***** SOURCE EXCERPT *****
The subtext of The Mignight After is no different. It's all about the tension and anxiety that Hong Kong people have been feeling since 1997 about their relationship with Mainland China. You could read the emptying of Hong Kong as a metaphor for the resentment Hong Kong people feel about Mainland nouveau riche millionaires coming over and buying up real estate and wiping out local communities, shops and colour in an act of cultural imperialism. Of course, the main characters, all Hong Kong people, don't come off very well either, a selfish, angry, scared bunch of goofballs becoming increasingly paranoid and violent who start to turn on each other and self-destruct, the latter feels amazingly prescient given that pro-China groups and Triad gangs started to violently attack the demonstrators this past weekend in real life Hong Kong to nobody's surprise.

Who needs zombies, monsters or armies to wipe people out when all you need is a little panic and their own base instincts to do it for you? Did I forget to mention this is a comedy?
***** ITEMS *****
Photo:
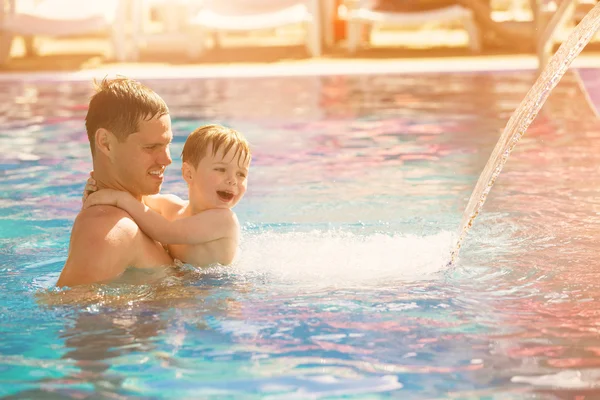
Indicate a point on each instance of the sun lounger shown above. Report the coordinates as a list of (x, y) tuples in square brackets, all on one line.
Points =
[(59, 18), (363, 16), (218, 16)]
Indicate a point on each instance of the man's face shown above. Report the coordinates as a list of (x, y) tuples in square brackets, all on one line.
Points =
[(141, 159), (219, 181)]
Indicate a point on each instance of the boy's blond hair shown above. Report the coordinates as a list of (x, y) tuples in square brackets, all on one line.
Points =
[(196, 145)]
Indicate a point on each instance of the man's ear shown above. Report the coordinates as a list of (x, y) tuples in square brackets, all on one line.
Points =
[(105, 141), (187, 172)]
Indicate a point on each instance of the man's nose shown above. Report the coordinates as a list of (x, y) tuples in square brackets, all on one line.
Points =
[(231, 180)]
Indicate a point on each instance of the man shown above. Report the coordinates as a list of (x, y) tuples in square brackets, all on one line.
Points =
[(129, 129)]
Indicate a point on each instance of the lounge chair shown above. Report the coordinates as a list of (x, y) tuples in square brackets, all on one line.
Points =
[(59, 18), (219, 16), (365, 16)]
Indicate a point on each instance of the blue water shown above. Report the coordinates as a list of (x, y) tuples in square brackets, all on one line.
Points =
[(355, 196)]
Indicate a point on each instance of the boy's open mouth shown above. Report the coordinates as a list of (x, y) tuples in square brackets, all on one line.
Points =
[(226, 196)]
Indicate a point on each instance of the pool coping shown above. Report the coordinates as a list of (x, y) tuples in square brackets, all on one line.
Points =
[(291, 69)]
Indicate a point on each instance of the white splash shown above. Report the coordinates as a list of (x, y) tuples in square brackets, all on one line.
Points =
[(344, 259)]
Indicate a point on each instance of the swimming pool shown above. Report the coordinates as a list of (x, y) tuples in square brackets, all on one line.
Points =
[(355, 195)]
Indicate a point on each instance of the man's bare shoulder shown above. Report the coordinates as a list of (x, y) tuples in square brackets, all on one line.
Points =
[(103, 244), (104, 223), (165, 204)]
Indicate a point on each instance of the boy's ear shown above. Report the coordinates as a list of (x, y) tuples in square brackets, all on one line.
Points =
[(187, 172), (104, 141)]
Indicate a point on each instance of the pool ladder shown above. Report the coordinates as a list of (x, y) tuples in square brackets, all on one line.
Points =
[(549, 20)]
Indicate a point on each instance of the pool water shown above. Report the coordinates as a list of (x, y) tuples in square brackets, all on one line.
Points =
[(355, 196)]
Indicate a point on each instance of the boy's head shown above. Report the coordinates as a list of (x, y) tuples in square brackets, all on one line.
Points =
[(215, 164)]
*****
[TASK REQUIREMENTS]: Reproduce the stretch of the film review excerpt from "Who needs zombies, monsters" through "is a comedy?" word for word.

[ANSWER FOR THE TASK]:
Who needs zombies, monsters or armies to wipe people out when all you need is a little panic and their own base instincts to do it for you? Did I forget to mention this is a comedy?